▶ **Given data**
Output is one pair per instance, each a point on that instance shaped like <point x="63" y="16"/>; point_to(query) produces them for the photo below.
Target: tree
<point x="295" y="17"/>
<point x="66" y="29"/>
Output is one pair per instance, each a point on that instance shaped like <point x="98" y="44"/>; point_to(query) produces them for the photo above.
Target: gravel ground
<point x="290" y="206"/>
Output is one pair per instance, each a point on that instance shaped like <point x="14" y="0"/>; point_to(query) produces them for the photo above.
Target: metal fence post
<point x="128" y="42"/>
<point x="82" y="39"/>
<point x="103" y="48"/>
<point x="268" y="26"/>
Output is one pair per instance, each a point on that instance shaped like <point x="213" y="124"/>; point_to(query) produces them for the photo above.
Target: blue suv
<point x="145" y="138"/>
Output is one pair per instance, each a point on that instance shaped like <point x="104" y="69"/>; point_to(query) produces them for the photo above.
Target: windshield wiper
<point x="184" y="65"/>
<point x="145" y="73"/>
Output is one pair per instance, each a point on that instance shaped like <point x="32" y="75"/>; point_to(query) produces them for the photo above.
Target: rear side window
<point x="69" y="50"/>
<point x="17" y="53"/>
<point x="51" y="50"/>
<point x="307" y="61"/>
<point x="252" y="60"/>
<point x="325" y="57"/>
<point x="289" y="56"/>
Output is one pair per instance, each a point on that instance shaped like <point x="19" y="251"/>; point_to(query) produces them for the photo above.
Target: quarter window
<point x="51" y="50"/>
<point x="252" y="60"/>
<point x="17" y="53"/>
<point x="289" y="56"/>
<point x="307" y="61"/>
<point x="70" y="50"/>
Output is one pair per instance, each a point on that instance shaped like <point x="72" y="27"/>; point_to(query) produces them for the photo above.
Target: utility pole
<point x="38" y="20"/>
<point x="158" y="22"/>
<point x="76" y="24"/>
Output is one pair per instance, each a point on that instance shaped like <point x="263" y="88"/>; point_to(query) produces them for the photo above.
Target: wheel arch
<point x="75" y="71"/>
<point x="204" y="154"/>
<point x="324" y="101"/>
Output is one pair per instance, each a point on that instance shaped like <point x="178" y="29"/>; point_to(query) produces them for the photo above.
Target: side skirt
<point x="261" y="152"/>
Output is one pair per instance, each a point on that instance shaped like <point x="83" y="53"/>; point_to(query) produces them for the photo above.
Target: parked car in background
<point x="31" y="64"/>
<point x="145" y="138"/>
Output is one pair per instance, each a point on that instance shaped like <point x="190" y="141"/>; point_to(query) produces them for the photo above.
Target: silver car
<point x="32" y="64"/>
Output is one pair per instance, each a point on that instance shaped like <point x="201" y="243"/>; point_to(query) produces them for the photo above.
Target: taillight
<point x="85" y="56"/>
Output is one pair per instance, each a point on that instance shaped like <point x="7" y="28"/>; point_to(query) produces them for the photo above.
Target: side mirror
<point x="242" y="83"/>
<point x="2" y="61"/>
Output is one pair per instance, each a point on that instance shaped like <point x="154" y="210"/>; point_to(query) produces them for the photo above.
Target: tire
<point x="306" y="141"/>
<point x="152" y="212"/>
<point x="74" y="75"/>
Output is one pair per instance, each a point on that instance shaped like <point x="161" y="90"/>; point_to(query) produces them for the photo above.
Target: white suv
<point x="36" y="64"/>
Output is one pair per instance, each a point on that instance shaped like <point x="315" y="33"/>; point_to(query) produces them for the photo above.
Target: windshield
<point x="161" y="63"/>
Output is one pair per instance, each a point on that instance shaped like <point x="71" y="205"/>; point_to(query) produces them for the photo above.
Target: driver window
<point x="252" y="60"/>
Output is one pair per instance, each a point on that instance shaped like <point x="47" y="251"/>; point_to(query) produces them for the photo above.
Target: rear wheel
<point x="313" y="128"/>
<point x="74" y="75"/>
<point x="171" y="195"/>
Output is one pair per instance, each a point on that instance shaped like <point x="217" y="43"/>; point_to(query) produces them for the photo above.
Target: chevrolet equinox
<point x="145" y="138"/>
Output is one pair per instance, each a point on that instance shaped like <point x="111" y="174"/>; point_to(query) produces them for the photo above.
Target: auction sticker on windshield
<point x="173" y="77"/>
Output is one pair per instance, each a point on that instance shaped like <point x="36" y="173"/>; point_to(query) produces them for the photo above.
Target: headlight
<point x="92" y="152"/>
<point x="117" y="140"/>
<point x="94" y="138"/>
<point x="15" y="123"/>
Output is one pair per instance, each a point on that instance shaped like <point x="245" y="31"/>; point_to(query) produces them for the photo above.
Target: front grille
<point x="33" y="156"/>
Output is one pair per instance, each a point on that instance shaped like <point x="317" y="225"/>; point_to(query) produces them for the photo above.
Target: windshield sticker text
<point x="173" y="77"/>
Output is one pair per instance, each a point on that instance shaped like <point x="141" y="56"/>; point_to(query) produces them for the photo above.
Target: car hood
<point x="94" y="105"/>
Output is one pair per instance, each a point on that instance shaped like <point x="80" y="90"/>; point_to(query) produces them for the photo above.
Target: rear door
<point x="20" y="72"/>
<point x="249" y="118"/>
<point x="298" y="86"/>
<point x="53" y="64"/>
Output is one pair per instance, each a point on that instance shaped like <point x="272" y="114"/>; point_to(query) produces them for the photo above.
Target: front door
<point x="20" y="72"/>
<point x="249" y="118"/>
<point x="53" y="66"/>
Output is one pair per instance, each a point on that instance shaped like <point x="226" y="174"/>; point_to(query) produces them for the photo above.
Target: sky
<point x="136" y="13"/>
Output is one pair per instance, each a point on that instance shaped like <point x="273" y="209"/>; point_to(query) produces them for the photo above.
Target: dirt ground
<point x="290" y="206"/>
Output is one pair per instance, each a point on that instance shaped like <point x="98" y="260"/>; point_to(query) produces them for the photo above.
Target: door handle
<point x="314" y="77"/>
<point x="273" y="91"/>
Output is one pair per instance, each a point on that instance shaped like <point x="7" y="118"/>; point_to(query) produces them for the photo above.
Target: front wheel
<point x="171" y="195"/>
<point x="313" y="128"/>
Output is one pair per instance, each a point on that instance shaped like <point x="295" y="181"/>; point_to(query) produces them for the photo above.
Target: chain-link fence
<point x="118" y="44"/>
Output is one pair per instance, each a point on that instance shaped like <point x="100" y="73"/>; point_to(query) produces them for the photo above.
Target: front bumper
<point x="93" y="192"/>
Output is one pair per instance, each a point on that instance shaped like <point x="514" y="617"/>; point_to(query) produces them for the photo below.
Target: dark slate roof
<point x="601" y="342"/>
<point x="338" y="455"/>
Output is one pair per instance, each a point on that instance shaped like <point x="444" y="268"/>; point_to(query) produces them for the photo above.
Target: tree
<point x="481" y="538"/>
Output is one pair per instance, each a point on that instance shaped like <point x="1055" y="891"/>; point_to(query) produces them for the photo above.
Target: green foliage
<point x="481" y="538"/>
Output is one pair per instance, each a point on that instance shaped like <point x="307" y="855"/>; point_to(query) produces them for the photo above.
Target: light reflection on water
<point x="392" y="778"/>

▶ **Problem details**
The material shown above is to be retyped in full, without alteration.

▶ **Response to this task**
Output is one pair per instance, each a point on that instance shaped like <point x="63" y="16"/>; point_to(query) produces them for the photo below.
Target: tree
<point x="295" y="17"/>
<point x="66" y="29"/>
Output is one pair per instance, each a point on that instance shaped like <point x="98" y="44"/>; point_to(query) produces them for the photo above.
Target: gravel ground
<point x="290" y="206"/>
Output is one pair per instance, each a point on that instance shaped like <point x="14" y="0"/>; point_to(query) produces them for the photo above.
Target: metal fence post
<point x="128" y="42"/>
<point x="82" y="39"/>
<point x="103" y="48"/>
<point x="268" y="26"/>
Output is one pair per instance, each a point on that instance shaped like <point x="213" y="124"/>; point_to(query) produces them for the photo above.
Target: blue suv
<point x="145" y="138"/>
Output is one pair per instance, each a point on that instance shaped like <point x="104" y="69"/>; point_to(query) produces them for the photo above.
Target: windshield wiper
<point x="184" y="65"/>
<point x="145" y="73"/>
Output is one pair per instance, each a point on that instance shaped like <point x="32" y="75"/>; point_to(query) produces them for the photo above.
Target: rear side window
<point x="69" y="50"/>
<point x="17" y="53"/>
<point x="51" y="50"/>
<point x="307" y="61"/>
<point x="252" y="60"/>
<point x="325" y="57"/>
<point x="289" y="56"/>
Output is one pair per instance, each a point on that instance shaped like <point x="19" y="251"/>; point_to(query) produces them for the photo above.
Target: quarter window
<point x="51" y="50"/>
<point x="252" y="60"/>
<point x="17" y="53"/>
<point x="289" y="56"/>
<point x="307" y="61"/>
<point x="70" y="50"/>
Output is one pair per instance, each a point on that instance shaped like <point x="72" y="27"/>; point_to(query) produces them for the photo above.
Target: utility pole
<point x="38" y="20"/>
<point x="158" y="22"/>
<point x="76" y="24"/>
Output is one pair per instance, each a point on that instance shaped like <point x="263" y="88"/>; point_to(query) produces them for the photo above.
Target: wheel arch
<point x="75" y="71"/>
<point x="204" y="154"/>
<point x="324" y="101"/>
Output is one pair per instance, each a point on that instance shaped like <point x="178" y="29"/>; point_to(query) produces them for the photo above.
Target: side skirt
<point x="261" y="152"/>
Output is one pair per instance, each a point on that instance shaped like <point x="83" y="53"/>; point_to(query) produces them for the photo above.
Target: parked car in background
<point x="31" y="64"/>
<point x="145" y="138"/>
Output is one pair per instance, each a point on that instance shaped like <point x="190" y="141"/>; point_to(query) produces them for the photo above.
Target: silver car
<point x="32" y="64"/>
Output is one pair per instance, each a point on that instance shaped like <point x="201" y="243"/>; point_to(query) produces them for the photo above.
Target: taillight
<point x="85" y="56"/>
Output is one pair per instance, each a point on that instance shaped like <point x="7" y="28"/>; point_to(query) produces them for the photo above.
Target: side mirror
<point x="242" y="83"/>
<point x="2" y="61"/>
Output is one pair per instance, each a point on that instance shaped like <point x="154" y="210"/>; point_to(query) produces them for the photo above.
Target: tire
<point x="306" y="141"/>
<point x="152" y="212"/>
<point x="74" y="75"/>
Output is one pair per instance, each a point on that instance shaped like <point x="161" y="90"/>; point_to(query) produces them for the photo above.
Target: white suv
<point x="36" y="64"/>
Output is one pair per instance, each a point on that instance shaped like <point x="315" y="33"/>; point_to(query) produces them for the photo above.
Target: windshield
<point x="161" y="63"/>
Output is one pair per instance, each a point on that instance shaped like <point x="71" y="205"/>; point_to(query) produces them for the photo above.
Target: driver window
<point x="252" y="60"/>
Output is one pair per instance, each a point on that instance shaped like <point x="47" y="251"/>; point_to(query) produces them for the photo above.
Target: rear wheel
<point x="313" y="128"/>
<point x="74" y="75"/>
<point x="171" y="195"/>
Output is one pair per instance, each a point on that instance shaped like <point x="217" y="43"/>; point_to(query) produces them for the photo above.
Target: chevrolet equinox
<point x="145" y="138"/>
Output is one pair per instance, each a point on that instance shaped like <point x="111" y="174"/>; point_to(query) produces them for the photo above.
Target: auction sticker on windshield
<point x="173" y="77"/>
Output is one pair per instance, each a point on that instance shaped like <point x="36" y="173"/>; point_to(query) produces them for the photo above.
Target: headlight
<point x="92" y="152"/>
<point x="117" y="140"/>
<point x="94" y="138"/>
<point x="15" y="123"/>
Output is one pair per instance, each a point on that instance shaped like <point x="245" y="31"/>; point_to(query) produces them for the photo above.
Target: front grille
<point x="33" y="156"/>
Output is one pair per instance, each a point on that instance shaped like <point x="317" y="225"/>; point_to(query) produces them for the photo above.
Target: windshield sticker text
<point x="173" y="77"/>
Output is one pair per instance, each a point on that instance shaped like <point x="141" y="56"/>; point_to(query) produces them for the photo above.
Target: car hood
<point x="94" y="105"/>
Output is one pair per instance, each a point on that instance shaped like <point x="80" y="90"/>; point_to(query) produces them for the photo above.
Target: rear door
<point x="20" y="72"/>
<point x="249" y="118"/>
<point x="298" y="86"/>
<point x="53" y="64"/>
Output is one pair per instance, each a point on that instance shaped like <point x="272" y="114"/>; point_to(query) produces them for the photo above.
Target: front door
<point x="20" y="72"/>
<point x="249" y="118"/>
<point x="53" y="66"/>
Output is one pair per instance, each a point on that instance shaped like <point x="226" y="174"/>; point_to(query) produces them for the photo above.
Target: sky
<point x="136" y="13"/>
Output is one pair per instance, each a point on that instance shaped like <point x="273" y="209"/>; point_to(query) produces them for the photo above.
Target: dirt ground
<point x="290" y="206"/>
Output is one pair per instance, each a point on that instance shaped like <point x="98" y="260"/>; point_to(query) produces them for the photo above.
Target: door handle
<point x="314" y="77"/>
<point x="273" y="91"/>
Output is one pair per instance, each a point on that instance shaped like <point x="7" y="118"/>; point_to(query) produces them for the photo above.
Target: front wheel
<point x="171" y="195"/>
<point x="313" y="128"/>
Output is one pair per instance, each a point on that instance shaped like <point x="295" y="181"/>; point_to(query) produces them for the photo above.
Target: chain-link fence
<point x="118" y="44"/>
Output is one pair per instance, each a point on that instance shaped like <point x="100" y="73"/>; point_to(query) produces them for the photo above.
Target: front bumper
<point x="93" y="192"/>
Output is one pair per instance, each a point on that instance shaped like <point x="514" y="617"/>; point_to(query) produces them for the photo below.
Target: dark slate roof
<point x="601" y="342"/>
<point x="338" y="455"/>
Output is one pair per instance, each a point on that instance shaped like <point x="444" y="268"/>; point_to(query) produces them for the photo above.
Target: tree
<point x="481" y="538"/>
Output is one pair per instance, each a point on that instance shaped like <point x="1055" y="891"/>; point_to(query) produces them for the photo above.
Target: green foliage
<point x="481" y="538"/>
Output is one pair per instance, each a point on that instance shaped like <point x="307" y="855"/>; point_to(query) produces them for the photo above.
Target: light reflection on water
<point x="392" y="778"/>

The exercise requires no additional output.